(SET EXERCISE)
Format every item below as a two-column CSV whose header row is instruction,points, with one row per item containing its instruction text and its answer, each in a single quoted field with line breaks replaced by spaces. Omit the pictures from the output.

(DATA RECORDS)
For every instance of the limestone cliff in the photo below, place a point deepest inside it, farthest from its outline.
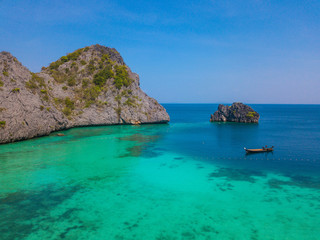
(91, 86)
(237, 112)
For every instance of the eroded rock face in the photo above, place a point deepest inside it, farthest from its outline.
(237, 112)
(91, 86)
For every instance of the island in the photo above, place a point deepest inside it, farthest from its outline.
(90, 86)
(237, 112)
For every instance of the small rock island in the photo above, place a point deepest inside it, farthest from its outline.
(237, 112)
(90, 86)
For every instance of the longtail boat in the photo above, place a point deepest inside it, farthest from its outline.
(263, 149)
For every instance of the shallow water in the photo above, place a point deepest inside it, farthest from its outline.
(189, 179)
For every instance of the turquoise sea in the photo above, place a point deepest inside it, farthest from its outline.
(189, 179)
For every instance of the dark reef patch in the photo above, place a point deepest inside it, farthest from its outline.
(19, 208)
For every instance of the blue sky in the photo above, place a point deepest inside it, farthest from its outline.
(189, 51)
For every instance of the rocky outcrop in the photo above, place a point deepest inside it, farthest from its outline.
(91, 86)
(237, 112)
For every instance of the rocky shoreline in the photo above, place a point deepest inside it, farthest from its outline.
(237, 112)
(91, 86)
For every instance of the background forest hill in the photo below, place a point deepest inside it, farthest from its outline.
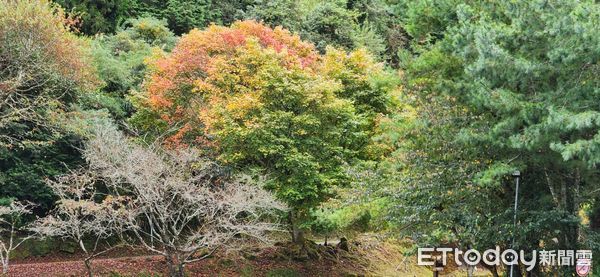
(405, 118)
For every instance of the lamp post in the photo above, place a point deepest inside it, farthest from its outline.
(437, 267)
(517, 176)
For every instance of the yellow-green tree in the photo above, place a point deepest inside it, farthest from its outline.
(260, 98)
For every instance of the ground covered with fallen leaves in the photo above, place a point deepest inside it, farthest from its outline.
(368, 256)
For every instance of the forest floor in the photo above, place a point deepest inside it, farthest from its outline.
(368, 256)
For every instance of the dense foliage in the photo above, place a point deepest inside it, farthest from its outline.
(397, 116)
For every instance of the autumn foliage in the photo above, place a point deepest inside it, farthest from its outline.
(261, 97)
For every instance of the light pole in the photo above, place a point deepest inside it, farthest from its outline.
(517, 176)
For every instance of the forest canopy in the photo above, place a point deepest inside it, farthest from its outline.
(404, 119)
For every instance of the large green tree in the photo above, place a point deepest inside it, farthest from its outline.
(43, 70)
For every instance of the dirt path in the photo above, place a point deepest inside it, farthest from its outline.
(102, 266)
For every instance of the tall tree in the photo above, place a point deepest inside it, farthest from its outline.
(43, 70)
(262, 98)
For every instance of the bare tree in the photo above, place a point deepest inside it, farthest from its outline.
(10, 219)
(79, 215)
(173, 203)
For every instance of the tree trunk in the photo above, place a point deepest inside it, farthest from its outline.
(494, 271)
(88, 266)
(176, 267)
(296, 232)
(5, 265)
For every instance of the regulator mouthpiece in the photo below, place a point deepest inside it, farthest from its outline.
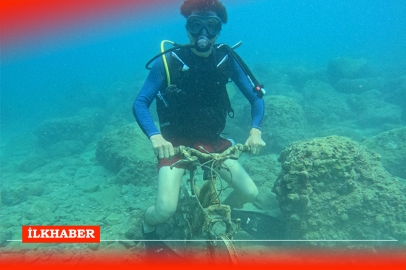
(202, 44)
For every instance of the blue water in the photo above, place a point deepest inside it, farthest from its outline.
(35, 77)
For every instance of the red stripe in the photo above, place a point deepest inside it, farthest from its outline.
(27, 18)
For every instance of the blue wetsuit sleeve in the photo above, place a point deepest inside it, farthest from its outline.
(242, 82)
(155, 82)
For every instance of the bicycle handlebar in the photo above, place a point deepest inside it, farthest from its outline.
(195, 157)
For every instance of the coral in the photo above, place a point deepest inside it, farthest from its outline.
(335, 188)
(391, 145)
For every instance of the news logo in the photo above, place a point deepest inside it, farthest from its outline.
(61, 234)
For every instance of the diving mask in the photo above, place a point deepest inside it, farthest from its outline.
(196, 23)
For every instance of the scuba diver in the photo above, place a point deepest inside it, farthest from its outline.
(189, 85)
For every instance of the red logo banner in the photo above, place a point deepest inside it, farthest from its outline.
(61, 234)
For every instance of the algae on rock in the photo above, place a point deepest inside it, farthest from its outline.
(333, 188)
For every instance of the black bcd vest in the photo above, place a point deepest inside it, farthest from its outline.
(196, 104)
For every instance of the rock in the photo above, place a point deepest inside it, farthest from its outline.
(264, 170)
(31, 163)
(13, 195)
(114, 218)
(127, 152)
(41, 209)
(334, 188)
(358, 86)
(391, 145)
(65, 148)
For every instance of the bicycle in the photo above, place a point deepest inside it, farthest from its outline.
(200, 208)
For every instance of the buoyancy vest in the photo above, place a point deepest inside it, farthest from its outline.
(196, 104)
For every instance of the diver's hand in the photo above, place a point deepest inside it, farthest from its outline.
(162, 148)
(255, 141)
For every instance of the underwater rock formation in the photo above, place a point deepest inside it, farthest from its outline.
(264, 170)
(391, 145)
(333, 188)
(127, 152)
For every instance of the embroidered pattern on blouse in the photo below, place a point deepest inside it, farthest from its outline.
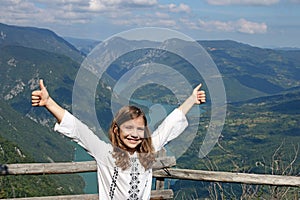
(113, 183)
(134, 189)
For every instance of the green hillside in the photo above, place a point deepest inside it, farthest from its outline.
(262, 88)
(37, 38)
(32, 185)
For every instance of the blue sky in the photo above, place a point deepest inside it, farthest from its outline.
(262, 23)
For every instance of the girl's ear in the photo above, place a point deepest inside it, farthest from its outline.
(116, 129)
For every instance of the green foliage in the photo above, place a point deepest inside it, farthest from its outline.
(14, 186)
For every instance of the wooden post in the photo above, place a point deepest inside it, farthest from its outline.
(160, 182)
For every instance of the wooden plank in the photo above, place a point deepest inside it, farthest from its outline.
(155, 195)
(200, 175)
(70, 167)
(160, 181)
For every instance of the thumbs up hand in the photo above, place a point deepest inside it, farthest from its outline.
(40, 97)
(199, 95)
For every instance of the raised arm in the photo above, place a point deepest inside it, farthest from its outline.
(41, 98)
(197, 97)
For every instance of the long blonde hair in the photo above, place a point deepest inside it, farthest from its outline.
(145, 150)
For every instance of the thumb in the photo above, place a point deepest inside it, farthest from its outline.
(198, 87)
(42, 84)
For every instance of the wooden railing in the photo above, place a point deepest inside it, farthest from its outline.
(161, 170)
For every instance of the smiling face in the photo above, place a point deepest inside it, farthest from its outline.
(132, 133)
(129, 130)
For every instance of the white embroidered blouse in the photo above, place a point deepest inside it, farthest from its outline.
(113, 182)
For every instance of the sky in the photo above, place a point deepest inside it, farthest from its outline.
(261, 23)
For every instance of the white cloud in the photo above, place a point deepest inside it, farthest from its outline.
(242, 2)
(175, 8)
(241, 25)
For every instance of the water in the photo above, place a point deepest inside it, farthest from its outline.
(90, 178)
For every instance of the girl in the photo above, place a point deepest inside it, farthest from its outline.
(124, 165)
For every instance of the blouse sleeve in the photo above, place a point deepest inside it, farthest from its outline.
(73, 128)
(173, 125)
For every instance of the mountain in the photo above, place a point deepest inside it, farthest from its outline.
(250, 72)
(37, 38)
(262, 88)
(83, 45)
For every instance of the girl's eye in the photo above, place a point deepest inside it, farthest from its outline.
(128, 127)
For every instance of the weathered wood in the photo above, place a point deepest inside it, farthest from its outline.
(70, 167)
(155, 195)
(160, 181)
(216, 176)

(COMPLETED TASK)
instruction,points
"For every instance of the limestone cliff in the photo below, place a point deepest inside it, farthest from its outline.","(91, 86) (237, 112)"
"For every instance of the eroded rock face in the photo above, place a point deepest inside it, farthest from its outline.","(237, 112) (91, 86)"
"For every instance of the island in the photo above, place a point deepest inside it, farthest from its outline.","(90, 86) (237, 112)"
"For every instance of the small rock island in the photo above, place a point deepest inside it, farthest from its outline.","(237, 112) (90, 86)"
"For every instance of the longtail boat in the photo above, place a point deepest inside it, farthest from its outline.","(263, 149)"
"For every instance of the shallow water in the photo above, place a point deepest inside it, farthest from its outline.","(189, 179)"
"For every instance of the turquoise sea in the photo above, place a point deepest inside it, farthest from its outline.","(189, 179)"
"For every instance of the dark reef patch in the photo above, place a point deepest inside it, farthest from its outline.","(19, 208)"
"For every instance of the blue sky in the photo above, place a point deepest inside it, farthest from its outline.","(189, 51)"
"For every instance of the rocky outcrop in the photo above, place a point deepest inside it, farthest from its outline.","(91, 86) (237, 112)"
"For every instance of the rocky shoreline in the photo above, place a point deepest inside it, farthest from its outline.","(237, 112) (91, 86)"
"For every instance of the background forest hill in the photo below, place a point deepest inside it, farthest from its outline.","(405, 118)"
"For every instance of the lamp post in the photo above, place a point deepest inside it, farthest from its outline.","(437, 267) (517, 176)"
"For every instance of the yellow-green tree in the photo above, place a point deepest inside it, farthest from its outline.","(260, 98)"
"For every instance of the ground covered with fallen leaves in the photo above, place a point deepest inside it, farthest from its outline.","(368, 256)"
"For every instance of the forest floor in the photo above, place a point deepest inside it, farthest from its outline.","(368, 256)"
"For every instance of the dense foliage in the photo above, place a point deepest inside it, farthest from its outline.","(397, 116)"
"For every instance of the autumn foliage in the photo above, place a point deepest inside it, farthest from its outline.","(261, 97)"
"For every instance of the light pole in the photo above, place a point deepest inside it, farthest from its outline.","(517, 176)"
"For every instance of the forest canopy in the photo above, place a point deepest inside it, farthest from its outline.","(404, 119)"
"For every instance of the large green tree in the photo above, place a point deepest inside it, farthest from its outline.","(43, 70)"
"For every instance of the dirt path in the photo above, place a point deepest inside it, farthest from its outline.","(102, 266)"
"For every instance of the tall tree in the photo above, place a point deepest inside it, farthest from its outline.","(43, 70) (262, 98)"
"For every instance of the bare tree in the photo above, place a point deepest inside it, farthest from its outline.","(10, 219) (79, 215) (173, 203)"
"For every instance of the tree trunk in the photo above, place a point deepest inside it, farthest from its outline.","(494, 271) (88, 266) (176, 267) (296, 232) (5, 265)"
"For every instance of the regulator mouthpiece in the photo below, place a point deepest inside it, farthest from its outline.","(202, 44)"
"For every instance of the blue water in the photo above, place a point deepest inside it, farthest from its outline.","(35, 77)"
"For every instance of the red stripe in the photo above, place a point deepest inside it, farthest from its outline.","(27, 18)"
"For every instance of the blue wetsuit sleeve in the photo above, place a point deepest inside it, farthest from its outline.","(242, 82) (155, 82)"
"For every instance of the bicycle handlebar in the photo above, place a point deepest inside it, farthest from its outline.","(195, 157)"
"For every instance of the coral in the photo above, place a point deepest inside it, farthest from its outline.","(335, 188) (391, 145)"
"For every instance of the news logo in the photo above, place a point deepest inside it, farthest from its outline.","(61, 234)"
"For every instance of the diving mask in the photo above, place a point deepest inside it, farthest from its outline.","(196, 23)"
"For every instance of the scuba diver in the photo above, place a point deepest inside it, farthest from its outline.","(189, 85)"
"For every instance of the red logo banner in the photo above, place a point deepest inside it, farthest from its outline.","(61, 234)"
"For every instance of the algae on rock in the photo above, place a point deepest inside it, farthest from its outline.","(333, 188)"
"For every instance of the black bcd vest in the photo above, place a point deepest inside it, farthest from its outline.","(196, 104)"
"For every instance of the rock in the photo above, place a point deepest inside it, farthest from its outline.","(264, 170) (31, 163) (13, 195) (114, 218) (127, 152) (41, 209) (334, 188) (358, 86) (391, 145) (65, 148)"
"For every instance of the bicycle in the photo above, place a point deepest inside it, farthest from its outline.","(200, 208)"
"For every instance of the buoyancy vest in the photo above, place a point deepest inside it, farthest from its outline.","(196, 104)"
"For every instance of the diver's hand in the photo above, place a point deepest inside it, farthest from its outline.","(162, 148) (255, 141)"
"For every instance of the underwater rock formation in the photo above, place a point deepest inside it, farthest from its outline.","(264, 170) (391, 145) (333, 188) (127, 152)"
"For every instance of the embroidered pattern on blouse in the photo below, place a point deepest inside it, farthest from its outline.","(113, 183) (134, 189)"
"For every instance of the green hillside in the photo above, place a point deepest inside it, farthest from its outline.","(262, 88) (37, 38) (32, 185)"
"For every instance of the blue sky in the photo above, place a point deepest inside it, farthest from its outline.","(262, 23)"
"For every instance of the girl's ear in the photo above, place a point deepest inside it, farthest from its outline.","(116, 129)"
"For every instance of the green foliage in the photo above, place a point deepest inside it, farthest from its outline.","(14, 186)"
"For every instance of the wooden post in the photo above, place a point deepest inside it, farthest from its outline.","(160, 182)"
"For every instance of the wooden plank in the photo above, place a point deepest inside it, farthest from its outline.","(155, 195) (200, 175) (70, 167) (160, 181)"
"For every instance of the thumbs up hand in the photo above, place a point deepest inside it, farthest from its outline.","(40, 97) (199, 95)"
"For every instance of the raised arm in the photo above, place a point deepest inside it, farthest from its outline.","(41, 98) (197, 97)"
"For every instance of the long blonde hair in the photo above, place a point deepest inside it, farthest from its outline.","(145, 150)"
"For every instance of the thumb in the photo above, place a point deepest inside it, farthest from its outline.","(198, 87) (42, 84)"
"For every instance of the wooden railing in the photo above, place a point deepest inside it, farthest from its outline.","(161, 170)"
"For every instance of the smiling face in the photo above, place a point deepest inside it, farthest from its outline.","(132, 133) (129, 130)"
"For every instance of the white embroidered blouse in the photo above, place a point deepest inside it, farthest from its outline.","(113, 182)"
"For every instance of the sky in the photo above, place a point deepest inside it, farthest from its outline.","(261, 23)"
"For every instance of the white cloud in the photo above, place a point deepest inside it, farthest from its outline.","(242, 2) (175, 8) (241, 25)"
"For every instance of the water in the photo above, place a point deepest inside it, farthest from its outline.","(90, 178)"
"For every instance of the girl in the photo above, place a point deepest inside it, farthest from its outline.","(124, 165)"
"For every instance of the blouse sleeve in the photo above, place a point deepest inside it, farthest from its outline.","(73, 128) (173, 125)"
"For every instance of the mountain in the photo above, place a point deepest inside it, farthest from its outline.","(250, 72) (37, 38) (262, 88) (83, 45)"
"For every instance of the girl's eye in the photo above, place a point deepest inside it, farthest from its outline.","(128, 127)"
"For every instance of the weathered wood in the photo above, place a point deepest inside it, farthest from its outline.","(70, 167) (155, 195) (160, 181) (216, 176)"